STORED RECORDS:
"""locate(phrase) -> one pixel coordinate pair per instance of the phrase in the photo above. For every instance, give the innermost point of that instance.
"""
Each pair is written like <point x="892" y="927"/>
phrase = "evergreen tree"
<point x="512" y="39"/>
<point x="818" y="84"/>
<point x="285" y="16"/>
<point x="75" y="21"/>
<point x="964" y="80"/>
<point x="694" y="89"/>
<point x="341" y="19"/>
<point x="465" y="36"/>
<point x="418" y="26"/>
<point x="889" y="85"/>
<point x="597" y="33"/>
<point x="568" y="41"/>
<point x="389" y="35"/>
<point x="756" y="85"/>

GIVEN PROBLEM: Can you rewrite the records above with "evergreen tree" swapped for "pine tree" and everything else left as it is?

IN RESPONSE:
"""locate(phrase) -> one pixel coordinate pair per instance of the phrase in the photo above. For every instance, give the innermost point of that instance.
"""
Each pair is written like <point x="892" y="927"/>
phrase = "pine tree"
<point x="512" y="39"/>
<point x="818" y="84"/>
<point x="285" y="16"/>
<point x="75" y="21"/>
<point x="964" y="80"/>
<point x="694" y="89"/>
<point x="341" y="19"/>
<point x="465" y="36"/>
<point x="418" y="26"/>
<point x="889" y="85"/>
<point x="597" y="33"/>
<point x="568" y="41"/>
<point x="389" y="35"/>
<point x="756" y="85"/>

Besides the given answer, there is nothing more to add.